Data entries:
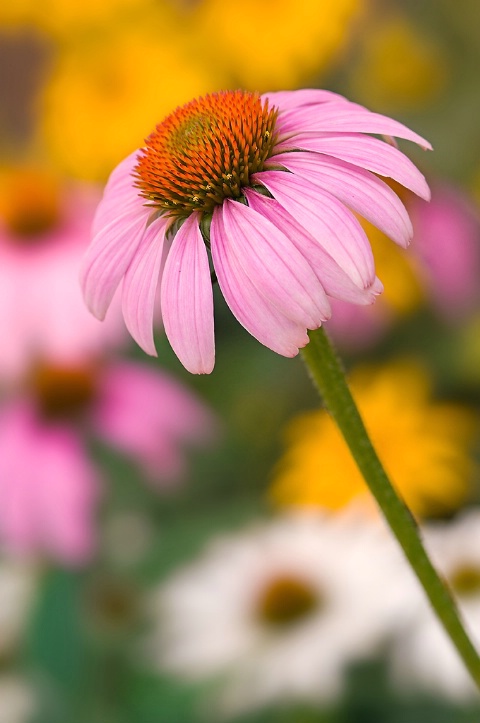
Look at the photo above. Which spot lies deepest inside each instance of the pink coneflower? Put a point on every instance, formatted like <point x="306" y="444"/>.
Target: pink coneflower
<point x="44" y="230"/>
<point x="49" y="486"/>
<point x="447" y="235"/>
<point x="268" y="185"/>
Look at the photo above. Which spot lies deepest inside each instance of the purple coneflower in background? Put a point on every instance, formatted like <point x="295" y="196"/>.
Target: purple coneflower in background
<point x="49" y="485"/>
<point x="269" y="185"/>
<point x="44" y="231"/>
==
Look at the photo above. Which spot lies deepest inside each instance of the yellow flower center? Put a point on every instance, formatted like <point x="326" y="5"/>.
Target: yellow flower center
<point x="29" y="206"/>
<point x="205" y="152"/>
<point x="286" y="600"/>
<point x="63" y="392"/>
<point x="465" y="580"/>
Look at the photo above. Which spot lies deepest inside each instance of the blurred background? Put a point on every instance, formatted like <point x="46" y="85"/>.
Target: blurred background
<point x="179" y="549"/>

# To do
Gather every line in the records above that contains the string "like", and copy each of those lines in full.

# Task answer
Look at the photo above. Which spot lies deepest inside each instance of the pink coneflower? Put a point on every instance, formatted like <point x="306" y="444"/>.
Look at the photo above. Which spot lies deepest inside each instance of the purple coneflower in background? Put a point on every instance, formatted like <point x="295" y="196"/>.
Look at the photo above. Which spot lies deepest inside each instance of the yellow flower center? Put a point on every instance, formatted like <point x="326" y="5"/>.
Look at the photo above. Which spot lies deepest inside each instance of the blurred background? Put a point on every instance, formatted like <point x="46" y="85"/>.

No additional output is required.